DIRECTION
Please write out everything from the line containing "job: provide the outline of every instance of the wall-mounted" down to the line containing "POLYGON ((153 230, 153", both ends included, leaving the requests unchanged and shifting each coordinate in the answers by adding 18. Return only those lines.

RECORDS PROVIDED

==================================================

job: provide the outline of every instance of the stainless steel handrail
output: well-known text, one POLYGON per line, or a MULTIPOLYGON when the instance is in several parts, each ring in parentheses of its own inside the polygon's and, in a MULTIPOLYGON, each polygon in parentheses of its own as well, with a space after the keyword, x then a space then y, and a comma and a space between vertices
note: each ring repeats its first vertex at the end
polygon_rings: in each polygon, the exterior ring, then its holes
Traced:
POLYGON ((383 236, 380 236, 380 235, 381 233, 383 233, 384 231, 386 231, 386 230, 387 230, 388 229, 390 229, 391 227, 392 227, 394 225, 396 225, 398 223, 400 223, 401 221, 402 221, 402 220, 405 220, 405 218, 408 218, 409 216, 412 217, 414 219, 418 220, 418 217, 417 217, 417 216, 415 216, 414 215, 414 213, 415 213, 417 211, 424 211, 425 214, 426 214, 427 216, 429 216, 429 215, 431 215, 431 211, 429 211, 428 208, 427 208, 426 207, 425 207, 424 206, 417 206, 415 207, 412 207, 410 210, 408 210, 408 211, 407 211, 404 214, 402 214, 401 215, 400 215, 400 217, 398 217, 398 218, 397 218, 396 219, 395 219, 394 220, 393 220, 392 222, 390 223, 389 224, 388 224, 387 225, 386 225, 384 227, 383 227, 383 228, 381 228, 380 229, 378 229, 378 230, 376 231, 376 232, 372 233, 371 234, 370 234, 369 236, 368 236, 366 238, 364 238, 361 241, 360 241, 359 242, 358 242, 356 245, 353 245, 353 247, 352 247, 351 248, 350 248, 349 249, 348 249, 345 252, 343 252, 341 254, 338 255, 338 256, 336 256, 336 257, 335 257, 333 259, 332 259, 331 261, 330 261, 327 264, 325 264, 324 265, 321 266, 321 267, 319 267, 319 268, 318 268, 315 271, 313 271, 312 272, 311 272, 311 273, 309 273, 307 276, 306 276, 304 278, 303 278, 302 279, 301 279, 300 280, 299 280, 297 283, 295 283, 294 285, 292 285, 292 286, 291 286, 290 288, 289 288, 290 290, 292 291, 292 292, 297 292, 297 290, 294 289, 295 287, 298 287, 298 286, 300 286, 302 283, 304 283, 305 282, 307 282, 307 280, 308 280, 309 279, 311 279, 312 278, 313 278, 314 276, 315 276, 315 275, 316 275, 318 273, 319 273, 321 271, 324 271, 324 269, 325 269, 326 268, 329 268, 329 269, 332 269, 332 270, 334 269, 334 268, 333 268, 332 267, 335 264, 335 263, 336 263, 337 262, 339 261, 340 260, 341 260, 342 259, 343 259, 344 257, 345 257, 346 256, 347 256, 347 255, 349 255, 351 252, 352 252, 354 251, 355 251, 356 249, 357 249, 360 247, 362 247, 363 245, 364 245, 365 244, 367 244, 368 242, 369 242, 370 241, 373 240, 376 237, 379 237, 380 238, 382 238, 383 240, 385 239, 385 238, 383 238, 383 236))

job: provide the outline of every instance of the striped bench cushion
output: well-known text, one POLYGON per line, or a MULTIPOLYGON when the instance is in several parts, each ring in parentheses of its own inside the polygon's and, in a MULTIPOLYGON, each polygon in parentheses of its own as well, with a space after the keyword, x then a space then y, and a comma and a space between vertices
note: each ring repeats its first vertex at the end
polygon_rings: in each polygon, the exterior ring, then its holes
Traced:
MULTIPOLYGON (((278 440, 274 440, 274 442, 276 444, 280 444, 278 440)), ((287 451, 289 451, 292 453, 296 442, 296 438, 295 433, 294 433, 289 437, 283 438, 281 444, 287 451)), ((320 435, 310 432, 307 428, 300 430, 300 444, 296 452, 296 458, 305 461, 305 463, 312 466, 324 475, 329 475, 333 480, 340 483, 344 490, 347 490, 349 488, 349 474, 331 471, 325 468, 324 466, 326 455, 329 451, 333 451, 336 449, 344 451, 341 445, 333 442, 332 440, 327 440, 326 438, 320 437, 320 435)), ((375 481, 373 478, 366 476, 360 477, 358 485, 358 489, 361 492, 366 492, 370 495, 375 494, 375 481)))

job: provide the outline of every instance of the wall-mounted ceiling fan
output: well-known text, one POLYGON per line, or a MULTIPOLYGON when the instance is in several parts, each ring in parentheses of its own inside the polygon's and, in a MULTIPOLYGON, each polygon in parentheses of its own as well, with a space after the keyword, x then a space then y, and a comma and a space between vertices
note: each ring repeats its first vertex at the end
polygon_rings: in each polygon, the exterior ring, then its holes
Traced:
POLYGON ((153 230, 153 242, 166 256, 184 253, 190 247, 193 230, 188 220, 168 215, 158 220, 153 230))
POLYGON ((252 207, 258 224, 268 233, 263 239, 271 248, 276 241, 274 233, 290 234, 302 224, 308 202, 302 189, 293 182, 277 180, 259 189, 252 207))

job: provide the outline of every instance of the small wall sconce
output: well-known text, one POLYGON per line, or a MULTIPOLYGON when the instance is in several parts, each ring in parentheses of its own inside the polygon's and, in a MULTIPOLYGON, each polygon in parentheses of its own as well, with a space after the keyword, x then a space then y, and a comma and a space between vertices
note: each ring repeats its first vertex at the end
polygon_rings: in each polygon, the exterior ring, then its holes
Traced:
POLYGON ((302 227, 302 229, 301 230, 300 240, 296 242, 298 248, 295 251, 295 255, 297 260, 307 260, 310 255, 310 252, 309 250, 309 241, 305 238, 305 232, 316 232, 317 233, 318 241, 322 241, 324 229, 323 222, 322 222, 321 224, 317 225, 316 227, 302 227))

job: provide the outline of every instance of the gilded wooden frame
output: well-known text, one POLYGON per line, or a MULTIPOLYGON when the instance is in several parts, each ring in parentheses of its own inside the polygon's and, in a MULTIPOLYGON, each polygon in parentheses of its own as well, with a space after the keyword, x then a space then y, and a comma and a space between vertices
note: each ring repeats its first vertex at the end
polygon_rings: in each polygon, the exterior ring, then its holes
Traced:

==================================================

ANSWER TO THE EXERCISE
job: provide the outline of every instance of the wall-mounted ceiling fan
output: well-known text, one POLYGON per line, or a MULTIPOLYGON when the instance is in several parts, each ring in parentheses of its own inside the polygon's and, in a MULTIPOLYGON, each polygon in parentheses of its own as well, with a space after the keyword, x then a space then y, and a comma and a space between vertices
note: each ring repeats its first vertex at the end
polygon_rings: in each polygon, the exterior ring, then its holes
Traced:
POLYGON ((171 248, 171 260, 184 274, 202 271, 208 265, 211 248, 206 238, 186 233, 176 238, 171 248))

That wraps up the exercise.